* START RECORDS *

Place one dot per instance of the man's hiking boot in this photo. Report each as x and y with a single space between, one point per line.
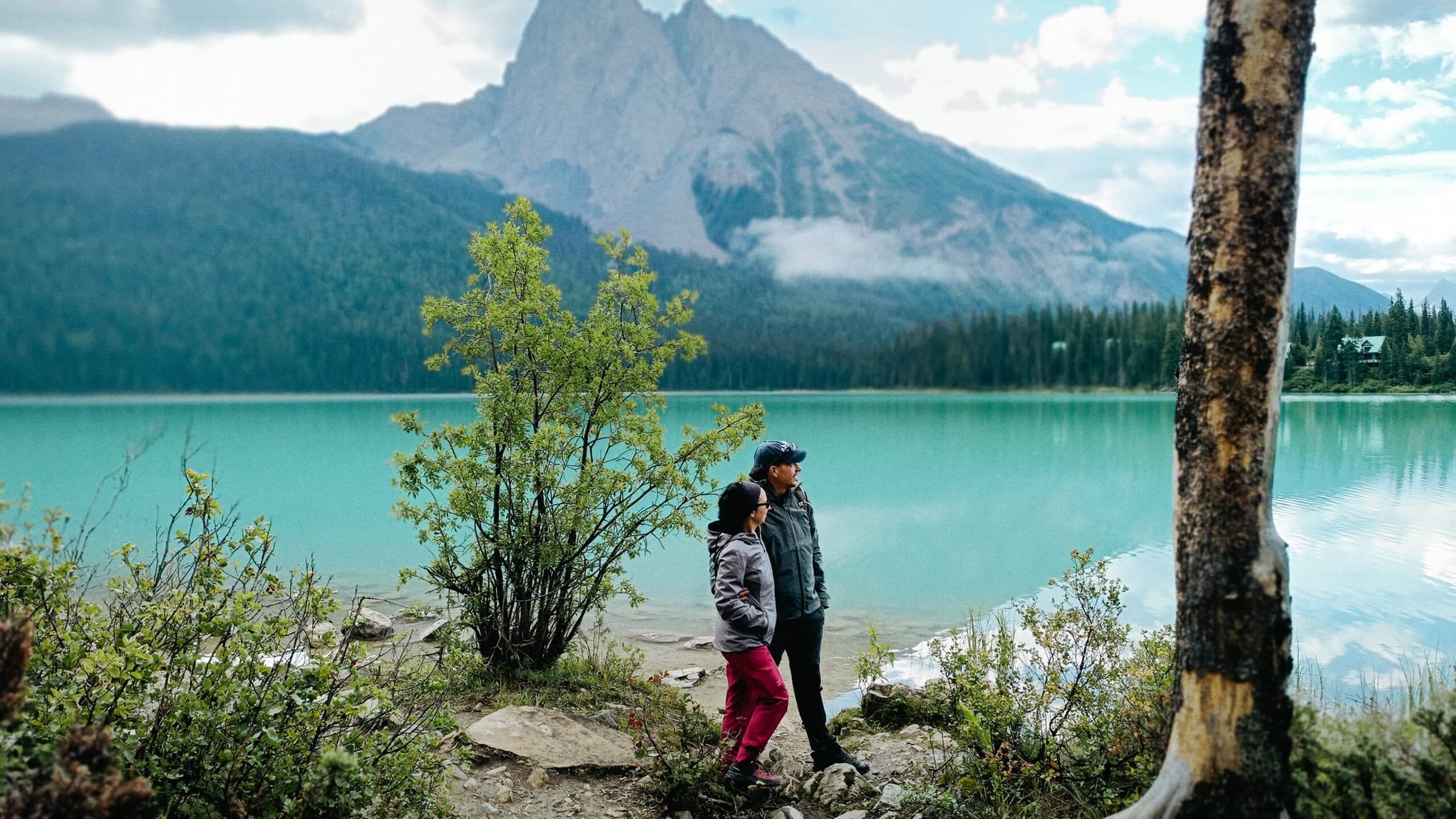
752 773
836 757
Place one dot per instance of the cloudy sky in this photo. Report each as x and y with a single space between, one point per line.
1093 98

* END RECORDS *
* START RECORDS *

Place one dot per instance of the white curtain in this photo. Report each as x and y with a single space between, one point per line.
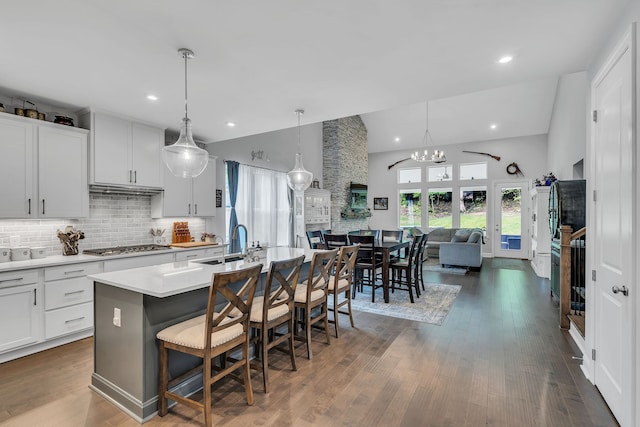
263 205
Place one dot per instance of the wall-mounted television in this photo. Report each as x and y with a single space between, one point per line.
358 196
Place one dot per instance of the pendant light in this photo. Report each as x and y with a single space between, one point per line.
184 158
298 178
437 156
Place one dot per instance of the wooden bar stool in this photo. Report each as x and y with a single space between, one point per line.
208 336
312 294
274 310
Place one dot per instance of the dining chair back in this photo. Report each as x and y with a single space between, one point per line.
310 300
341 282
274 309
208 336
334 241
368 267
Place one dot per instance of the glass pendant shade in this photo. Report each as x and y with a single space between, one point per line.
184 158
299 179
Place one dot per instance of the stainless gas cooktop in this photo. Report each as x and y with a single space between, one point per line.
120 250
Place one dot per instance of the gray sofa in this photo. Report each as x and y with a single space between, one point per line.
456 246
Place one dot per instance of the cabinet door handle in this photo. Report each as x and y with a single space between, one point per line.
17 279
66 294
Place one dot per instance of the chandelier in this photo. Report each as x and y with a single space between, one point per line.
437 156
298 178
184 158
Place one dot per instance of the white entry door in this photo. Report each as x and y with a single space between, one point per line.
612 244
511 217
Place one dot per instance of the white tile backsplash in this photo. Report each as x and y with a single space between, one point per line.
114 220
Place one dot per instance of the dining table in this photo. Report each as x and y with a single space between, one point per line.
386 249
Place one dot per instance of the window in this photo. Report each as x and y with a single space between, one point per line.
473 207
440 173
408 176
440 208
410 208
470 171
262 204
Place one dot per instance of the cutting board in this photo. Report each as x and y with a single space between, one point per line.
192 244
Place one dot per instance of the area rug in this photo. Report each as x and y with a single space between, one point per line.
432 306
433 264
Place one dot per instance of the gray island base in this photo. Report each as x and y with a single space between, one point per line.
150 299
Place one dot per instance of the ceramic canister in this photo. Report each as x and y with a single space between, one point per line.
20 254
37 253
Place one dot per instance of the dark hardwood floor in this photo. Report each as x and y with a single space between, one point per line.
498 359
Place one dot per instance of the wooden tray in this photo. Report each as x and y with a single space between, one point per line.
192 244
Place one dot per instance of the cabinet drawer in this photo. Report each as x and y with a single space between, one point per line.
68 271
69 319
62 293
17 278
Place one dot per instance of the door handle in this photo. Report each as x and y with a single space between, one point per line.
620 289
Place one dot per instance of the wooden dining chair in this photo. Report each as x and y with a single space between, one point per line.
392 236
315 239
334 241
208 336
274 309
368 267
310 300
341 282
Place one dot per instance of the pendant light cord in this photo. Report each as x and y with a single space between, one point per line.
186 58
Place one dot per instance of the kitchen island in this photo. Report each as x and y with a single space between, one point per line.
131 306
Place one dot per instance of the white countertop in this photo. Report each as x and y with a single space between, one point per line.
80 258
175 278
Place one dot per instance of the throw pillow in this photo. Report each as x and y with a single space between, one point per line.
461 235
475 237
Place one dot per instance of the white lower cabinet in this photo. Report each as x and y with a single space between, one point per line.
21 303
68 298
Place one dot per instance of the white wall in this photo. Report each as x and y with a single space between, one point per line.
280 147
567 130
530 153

* END RECORDS *

SET PROBLEM — Which lines in the items above contain the word "chair"? Pick out every one and copy it.

OUTPUT OF THE TASK —
Place one dot per instance of the dining chair back in this photo. Report each as x and y with a single space between, one point per line.
Place one dot per instance of the wooden dining chair in this photo. Report each as x and y with a single space between, one point per line.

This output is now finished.